__TASK REQUIREMENTS__
Continue the passage on helping toddlers behave at Mass, starting after its last sentence.

__PASSAGE PROVIDED__

□ □ □ □ □

20 Things You Can Do to Help Your Toddler Behave at Mass

Thoughts inspired by Kate Wicker’s recent column at Inside Catholic: Why Children Belong at Mass. I’ve been thinking about this topic for a long time; but Kate’s piece inspired me to gather them into a coherent reflection.

Many comments on the post have said something to the effect that it’s all very well and fine if your kids are well behaved but what about that family with the kids who behave terribly? And many parents say they have opted to wait to bring their children to Mass until they are four or six or some other target age because until that point they can’t be expected to sit still and be quiet and anyway they don’t understand what is going on.

Yet I have been amazed in the past three years to discover how much my children are capable of participating in Mass, of spontaneously praying, and how much they really want to be in church and to go to Mass. Hardly a morning goes by that Bella doesn’t ask me if we’re going to Mass today.

I know every child is different and we may have just been blessed with very calm girls. (Actually, I know we have. So very blessed!) Still, I suspect many parents who have written off taking their children to Mass just don’t know what positive steps they can take to help their children engage with the Mass so that they aren’t bored and disruptive but find that Mass actually feeds their little souls. This isn’t a magic formula and not all my suggestions will work for every family. These are just some of the things we have done that I think might help other parents. And no, I don’t do all of these perfectly. I’m a work in progress and so are my children. We do have to take them out sometimes and some Sundays are better than others. Still, even on days when I feel run ragged by constantly redirecting my restless daughters, strangers will approach me and compliment their behavior so I feel like we’re at least on the right track.

□ □ □ □ □

__DATASET CONTENT__
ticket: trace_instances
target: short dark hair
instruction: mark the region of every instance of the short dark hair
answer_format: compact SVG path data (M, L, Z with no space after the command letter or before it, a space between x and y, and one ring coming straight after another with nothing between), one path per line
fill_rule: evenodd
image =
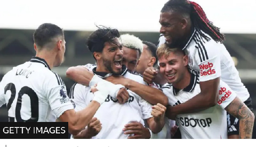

□ □ □ □ □

__EXPECTED ANSWER__
(And to head off any objections about thoughtless parents who impose their misbehaving offspring on poor beleaguered worshipers, let me state that of course we take them out as soon as they cry or make loud disturbances.)

    1. Help babies and toddlers to bless themselves with holy water upon entering the church. From the time they are babies dip their hands into the holy water font and help them to make the sign of the cross, saying audibly so the child can hear, “In the Name of the Father and of the Son and of the Holy Spirit.” Also, be sure that they see you blessing yourself.

    The sign of the cross is a reminder of our baptism and an entirely appropriate prayer for you to help your baptized baby to make. Infants and small children respond very well to physical stimuli, to physical gestures and love the feel of the water. (Just don’t let it turn into a splashing game!) Also, by making this a habit, you set the mood for the rest of their time in the church. You signal to them that they are entering into a sacred space, a place for ritual and prayer, not for play. It becomes a part of a habit, a pattern of behavior.

    2.Help babies and toddlers to make the sign of the cross whenever you do so during Mass (and also during family prayers such as at bedtime and meal times). Children are very physical and this is the kind of prayer they really get. I’ve found that from about one year my children have started to attempt to cross themselves spontaneously whenever they see me, my husband or other people doing so. Children naturally imitate the behaviors they see. Be consistent and praise and encourage them when you see them make an attempt. Don’t worry too much about their being correct, though do feel free to guide their hands even after they have started to try to do it themselves.

    3. Genuflect. As soon as they are physically able, help toddlers to kneel down in front of the tabernacle and help them to make the sign of the cross while you genuflect. You can explain they are “Saying hi to Jesus” or “Saying bye to Jesus”.  I’ve noticed that 3 year old Bella has recently started to sometimes imitate my posture and goes down on one knee. Now I am starting to tell her that she is kneeling before Jesus in the tabernacle.

    4. Sit near the front where your child can see the altar, which is very important for their ability to concentrate on what is going on at Mass. On the few occasions where we arrive late to a crowded mass or can’t sit near the front because of First Communions etc I notice much more restlessness, wandering, fussiness and “bad” behavior.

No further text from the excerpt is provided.